### Your tasks
[A] Answer these from the passage on repeating mistakes:
(i) What share of the total mind is the conscious mind?
(ii) Before what age were the unconscious beliefs created?
(iii) How does meeting someone who treats you the way your parents did feel?
[B] Print the part of the passage on repeating mistakes starting at "You may have been" and ending at "be saying affirmations.".

### Passage given
-- -- --

We all like to think we learn from our mistakes and don’t keep repeating them.
Many of us keep finding ourselves in the same problem situations. Do you have the same arguments in all your relationships? Does every boss treat you the same way? Do you keep having the same money problems?
You may have been looking for solutions in the wrong place. You can stop blaming other people. You can stop blaming yourself. It is not your fault.
Read on for real answers.
Choices and mistakes
I am going to use an example to explain how we make choices and how some choices become mistakes.
Let’s say you grew up in a family that didn’t listen to you and didn’t value anything you had to say.
As an adult, you want a romantic partner, friends, and jobs where you are heard and valued. You may have made this one of your life goals. You might be saying affirmations.
This sounds great. But why haven’t all your good efforts solved the problem?
We need to look at how the mind works. The conscious mind – the one setting goals and saying affirmations – is only 5% of your total mind. The other 95% is your unconscious mind.
Buried deep in your unconscious mind are all sorts of limiting beliefs. Some of these beliefs might include:
- Nobody listens to me
- Nobody cares what I have to say
- I’m not valuable
- I’m not good enough.
These unconscious beliefs are powerful. They have been with you for a long time. They were created before you were 7 years old. Even if you are not aware of these beliefs, they can sabotage all your best efforts.
Back to our story. You meet a guy or gal who values you and listens to you. You start feeling uncomfortable because this experience doesn’t match your beliefs about yourself. So, you sabotage the relationship.
Then you meet somebody who treats you the same way your parents did. This feels comfortable. It feels like home. This is how you end up repeating your mistakes.

-- -- --

Position annotation records
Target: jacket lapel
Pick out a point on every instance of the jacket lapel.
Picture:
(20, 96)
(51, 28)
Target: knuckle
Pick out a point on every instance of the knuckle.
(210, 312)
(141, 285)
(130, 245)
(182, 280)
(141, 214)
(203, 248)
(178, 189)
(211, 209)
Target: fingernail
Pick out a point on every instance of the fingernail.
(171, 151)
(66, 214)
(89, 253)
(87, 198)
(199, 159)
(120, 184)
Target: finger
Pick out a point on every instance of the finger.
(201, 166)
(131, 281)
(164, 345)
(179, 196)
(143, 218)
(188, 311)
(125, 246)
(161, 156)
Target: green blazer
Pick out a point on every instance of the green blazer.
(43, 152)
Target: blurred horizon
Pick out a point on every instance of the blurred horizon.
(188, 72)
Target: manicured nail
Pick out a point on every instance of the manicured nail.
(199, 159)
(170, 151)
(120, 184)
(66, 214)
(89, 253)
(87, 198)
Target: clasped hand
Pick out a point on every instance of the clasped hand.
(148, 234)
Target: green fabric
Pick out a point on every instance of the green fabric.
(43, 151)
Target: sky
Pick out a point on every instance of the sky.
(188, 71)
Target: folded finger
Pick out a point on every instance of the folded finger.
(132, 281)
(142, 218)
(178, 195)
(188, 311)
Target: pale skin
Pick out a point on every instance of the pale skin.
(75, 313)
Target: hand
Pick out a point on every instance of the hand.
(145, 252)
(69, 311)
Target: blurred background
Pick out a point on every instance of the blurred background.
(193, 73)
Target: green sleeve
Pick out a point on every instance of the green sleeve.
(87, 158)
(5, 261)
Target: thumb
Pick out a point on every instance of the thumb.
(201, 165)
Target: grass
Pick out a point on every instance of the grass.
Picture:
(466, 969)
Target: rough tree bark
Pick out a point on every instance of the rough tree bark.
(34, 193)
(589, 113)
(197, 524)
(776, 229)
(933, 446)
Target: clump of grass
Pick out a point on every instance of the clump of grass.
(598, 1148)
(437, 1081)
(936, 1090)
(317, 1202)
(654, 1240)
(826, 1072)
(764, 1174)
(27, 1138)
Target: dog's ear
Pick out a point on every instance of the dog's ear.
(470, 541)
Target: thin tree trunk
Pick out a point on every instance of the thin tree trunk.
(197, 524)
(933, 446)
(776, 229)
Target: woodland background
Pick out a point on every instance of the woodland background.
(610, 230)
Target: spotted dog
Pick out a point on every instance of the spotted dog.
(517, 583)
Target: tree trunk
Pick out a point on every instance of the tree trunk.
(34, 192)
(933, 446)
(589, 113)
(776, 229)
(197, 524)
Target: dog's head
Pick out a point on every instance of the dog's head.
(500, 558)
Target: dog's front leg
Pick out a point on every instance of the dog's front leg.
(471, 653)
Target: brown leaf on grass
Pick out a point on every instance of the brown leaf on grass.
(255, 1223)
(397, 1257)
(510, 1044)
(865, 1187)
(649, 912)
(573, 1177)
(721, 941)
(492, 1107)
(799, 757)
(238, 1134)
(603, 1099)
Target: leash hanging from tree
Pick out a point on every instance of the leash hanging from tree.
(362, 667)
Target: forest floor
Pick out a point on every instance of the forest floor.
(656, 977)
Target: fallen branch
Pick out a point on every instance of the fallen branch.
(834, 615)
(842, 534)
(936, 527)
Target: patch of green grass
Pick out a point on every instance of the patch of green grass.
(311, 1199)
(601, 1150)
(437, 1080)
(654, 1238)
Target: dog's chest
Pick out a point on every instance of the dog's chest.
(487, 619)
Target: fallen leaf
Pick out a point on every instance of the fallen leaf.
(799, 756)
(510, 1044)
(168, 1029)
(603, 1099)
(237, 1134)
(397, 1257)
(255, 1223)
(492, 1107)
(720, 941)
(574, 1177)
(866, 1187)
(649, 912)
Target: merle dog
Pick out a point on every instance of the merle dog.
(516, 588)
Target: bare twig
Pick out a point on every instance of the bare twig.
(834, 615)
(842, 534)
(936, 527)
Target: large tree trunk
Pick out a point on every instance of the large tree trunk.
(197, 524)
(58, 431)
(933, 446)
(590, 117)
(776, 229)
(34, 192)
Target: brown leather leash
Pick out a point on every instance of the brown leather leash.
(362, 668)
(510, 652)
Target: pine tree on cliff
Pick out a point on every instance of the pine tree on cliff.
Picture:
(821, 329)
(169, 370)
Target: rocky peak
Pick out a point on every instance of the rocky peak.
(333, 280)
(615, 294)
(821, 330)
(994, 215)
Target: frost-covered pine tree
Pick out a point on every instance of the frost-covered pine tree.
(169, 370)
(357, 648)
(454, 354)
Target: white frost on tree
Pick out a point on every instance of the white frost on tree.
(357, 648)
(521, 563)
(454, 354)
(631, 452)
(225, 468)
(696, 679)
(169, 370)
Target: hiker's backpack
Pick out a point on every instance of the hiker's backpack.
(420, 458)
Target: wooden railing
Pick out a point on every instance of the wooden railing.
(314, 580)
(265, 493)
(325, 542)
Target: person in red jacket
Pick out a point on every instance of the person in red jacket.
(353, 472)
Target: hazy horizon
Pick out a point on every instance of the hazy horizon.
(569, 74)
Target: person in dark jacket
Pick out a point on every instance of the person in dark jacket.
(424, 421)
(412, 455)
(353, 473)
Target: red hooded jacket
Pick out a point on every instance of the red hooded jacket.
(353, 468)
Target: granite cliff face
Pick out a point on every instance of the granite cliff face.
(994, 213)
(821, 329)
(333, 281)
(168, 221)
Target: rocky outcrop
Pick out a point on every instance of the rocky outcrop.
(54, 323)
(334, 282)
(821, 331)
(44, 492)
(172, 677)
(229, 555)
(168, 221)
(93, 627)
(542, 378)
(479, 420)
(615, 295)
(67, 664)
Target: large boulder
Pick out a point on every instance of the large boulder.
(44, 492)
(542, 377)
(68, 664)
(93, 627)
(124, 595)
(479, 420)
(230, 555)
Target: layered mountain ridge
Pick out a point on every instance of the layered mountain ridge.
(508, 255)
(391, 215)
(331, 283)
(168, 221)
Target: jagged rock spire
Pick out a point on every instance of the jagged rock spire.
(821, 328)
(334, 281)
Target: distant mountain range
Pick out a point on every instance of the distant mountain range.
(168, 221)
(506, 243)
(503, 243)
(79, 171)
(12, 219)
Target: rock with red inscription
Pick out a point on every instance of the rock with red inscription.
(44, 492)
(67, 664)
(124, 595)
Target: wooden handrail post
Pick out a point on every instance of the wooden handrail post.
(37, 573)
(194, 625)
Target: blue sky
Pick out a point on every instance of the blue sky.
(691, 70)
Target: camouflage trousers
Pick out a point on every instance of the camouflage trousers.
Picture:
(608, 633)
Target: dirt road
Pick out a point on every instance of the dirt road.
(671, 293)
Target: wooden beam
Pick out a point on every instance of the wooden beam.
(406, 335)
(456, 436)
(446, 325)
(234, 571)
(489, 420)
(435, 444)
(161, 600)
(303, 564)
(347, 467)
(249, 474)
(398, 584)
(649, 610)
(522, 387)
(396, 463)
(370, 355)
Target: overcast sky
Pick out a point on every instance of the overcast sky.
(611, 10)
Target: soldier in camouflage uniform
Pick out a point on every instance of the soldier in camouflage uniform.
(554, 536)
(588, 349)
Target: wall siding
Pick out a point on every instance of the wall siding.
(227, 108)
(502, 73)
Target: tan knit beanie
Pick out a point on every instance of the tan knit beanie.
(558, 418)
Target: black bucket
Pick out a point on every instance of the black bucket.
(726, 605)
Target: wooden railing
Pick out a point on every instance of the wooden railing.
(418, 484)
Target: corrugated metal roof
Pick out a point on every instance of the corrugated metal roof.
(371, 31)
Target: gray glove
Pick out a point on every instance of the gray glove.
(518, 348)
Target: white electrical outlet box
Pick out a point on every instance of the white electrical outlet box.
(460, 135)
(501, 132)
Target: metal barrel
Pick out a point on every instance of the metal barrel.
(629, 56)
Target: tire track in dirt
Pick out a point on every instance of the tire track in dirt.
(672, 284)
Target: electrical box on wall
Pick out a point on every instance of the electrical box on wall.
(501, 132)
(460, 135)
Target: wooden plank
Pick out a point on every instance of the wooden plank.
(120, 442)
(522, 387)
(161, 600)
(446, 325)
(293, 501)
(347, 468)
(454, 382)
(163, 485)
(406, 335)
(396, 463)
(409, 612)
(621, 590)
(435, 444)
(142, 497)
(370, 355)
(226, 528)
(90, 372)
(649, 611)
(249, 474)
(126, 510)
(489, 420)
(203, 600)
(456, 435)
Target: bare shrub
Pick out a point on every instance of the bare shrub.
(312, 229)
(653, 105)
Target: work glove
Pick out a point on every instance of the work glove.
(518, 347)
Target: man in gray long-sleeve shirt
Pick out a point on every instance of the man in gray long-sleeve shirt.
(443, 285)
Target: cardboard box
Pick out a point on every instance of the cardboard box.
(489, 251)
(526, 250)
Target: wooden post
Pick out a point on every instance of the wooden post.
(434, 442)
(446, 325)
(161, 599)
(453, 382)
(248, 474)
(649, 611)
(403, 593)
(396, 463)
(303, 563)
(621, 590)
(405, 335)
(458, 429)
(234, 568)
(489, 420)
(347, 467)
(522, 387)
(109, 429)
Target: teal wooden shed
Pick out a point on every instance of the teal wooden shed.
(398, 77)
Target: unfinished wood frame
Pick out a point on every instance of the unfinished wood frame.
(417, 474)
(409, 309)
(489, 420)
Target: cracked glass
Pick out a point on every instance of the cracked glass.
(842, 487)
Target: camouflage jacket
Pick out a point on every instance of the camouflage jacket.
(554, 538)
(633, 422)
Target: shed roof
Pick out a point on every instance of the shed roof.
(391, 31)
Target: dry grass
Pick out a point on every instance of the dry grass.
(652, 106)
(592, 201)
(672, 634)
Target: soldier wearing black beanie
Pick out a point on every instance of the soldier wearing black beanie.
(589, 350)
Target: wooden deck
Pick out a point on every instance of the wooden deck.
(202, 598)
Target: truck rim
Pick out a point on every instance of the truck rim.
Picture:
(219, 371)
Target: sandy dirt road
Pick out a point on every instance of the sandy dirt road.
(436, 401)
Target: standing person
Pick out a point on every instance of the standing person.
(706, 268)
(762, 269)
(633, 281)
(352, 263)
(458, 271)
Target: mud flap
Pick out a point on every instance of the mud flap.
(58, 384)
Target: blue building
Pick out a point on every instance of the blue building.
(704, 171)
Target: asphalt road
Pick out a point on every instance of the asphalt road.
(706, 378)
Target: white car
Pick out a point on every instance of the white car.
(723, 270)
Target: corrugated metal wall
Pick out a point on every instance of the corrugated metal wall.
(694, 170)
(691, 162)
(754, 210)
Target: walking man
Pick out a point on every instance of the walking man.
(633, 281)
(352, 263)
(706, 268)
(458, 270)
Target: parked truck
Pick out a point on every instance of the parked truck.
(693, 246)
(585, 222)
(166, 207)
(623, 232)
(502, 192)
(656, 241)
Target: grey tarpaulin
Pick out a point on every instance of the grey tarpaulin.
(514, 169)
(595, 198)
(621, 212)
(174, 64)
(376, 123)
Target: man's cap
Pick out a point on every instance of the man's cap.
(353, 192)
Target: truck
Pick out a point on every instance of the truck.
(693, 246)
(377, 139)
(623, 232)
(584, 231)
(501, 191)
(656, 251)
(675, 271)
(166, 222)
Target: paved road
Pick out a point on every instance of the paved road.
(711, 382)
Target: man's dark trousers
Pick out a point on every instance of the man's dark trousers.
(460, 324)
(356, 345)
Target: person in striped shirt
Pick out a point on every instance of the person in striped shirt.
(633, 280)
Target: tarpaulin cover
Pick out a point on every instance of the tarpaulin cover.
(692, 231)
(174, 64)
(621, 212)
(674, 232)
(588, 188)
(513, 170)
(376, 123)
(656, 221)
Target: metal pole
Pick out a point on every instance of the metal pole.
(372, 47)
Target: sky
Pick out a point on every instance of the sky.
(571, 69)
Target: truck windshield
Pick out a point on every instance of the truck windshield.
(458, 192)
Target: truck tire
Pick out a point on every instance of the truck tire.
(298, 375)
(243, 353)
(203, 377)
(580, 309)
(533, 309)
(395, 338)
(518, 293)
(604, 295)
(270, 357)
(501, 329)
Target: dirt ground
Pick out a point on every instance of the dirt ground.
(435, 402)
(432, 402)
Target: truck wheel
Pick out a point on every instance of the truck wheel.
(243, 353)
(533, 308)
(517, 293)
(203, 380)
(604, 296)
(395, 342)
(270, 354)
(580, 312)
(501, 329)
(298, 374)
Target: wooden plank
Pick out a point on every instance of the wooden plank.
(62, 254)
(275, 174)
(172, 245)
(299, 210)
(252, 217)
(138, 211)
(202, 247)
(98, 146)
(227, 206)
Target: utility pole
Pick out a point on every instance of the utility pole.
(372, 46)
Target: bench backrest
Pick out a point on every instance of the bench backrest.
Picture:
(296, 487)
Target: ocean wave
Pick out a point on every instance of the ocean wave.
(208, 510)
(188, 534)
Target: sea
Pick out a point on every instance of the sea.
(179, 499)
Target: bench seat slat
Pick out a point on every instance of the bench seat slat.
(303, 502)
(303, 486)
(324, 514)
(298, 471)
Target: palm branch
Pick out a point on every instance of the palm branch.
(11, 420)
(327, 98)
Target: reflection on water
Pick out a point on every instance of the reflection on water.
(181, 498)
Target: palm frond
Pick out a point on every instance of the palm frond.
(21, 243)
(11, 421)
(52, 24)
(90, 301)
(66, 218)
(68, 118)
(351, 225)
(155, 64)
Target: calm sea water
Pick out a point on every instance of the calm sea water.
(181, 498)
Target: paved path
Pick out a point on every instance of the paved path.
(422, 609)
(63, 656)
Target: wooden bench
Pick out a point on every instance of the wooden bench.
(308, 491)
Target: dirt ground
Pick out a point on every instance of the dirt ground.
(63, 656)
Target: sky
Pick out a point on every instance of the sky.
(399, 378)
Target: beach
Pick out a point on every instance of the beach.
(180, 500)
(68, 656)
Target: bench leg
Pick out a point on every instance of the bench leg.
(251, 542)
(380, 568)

-- -- --

### Replies
[A]
(i) 5%
(ii) 7 years old
(iii) Comfortable, like home

[B]
You may have been looking for solutions in the wrong place. You can stop blaming other people. You can stop blaming yourself. It is not your fault.
Read on for real answers.
Choices and mistakes
I am going to use an example to explain how we make choices and how some choices become mistakes.
Let’s say you grew up in a family that didn’t listen to you and didn’t value anything you had to say.
As an adult, you want a romantic partner, friends, and jobs where you are heard and valued. You may have made this one of your life goals. You might be saying affirmations.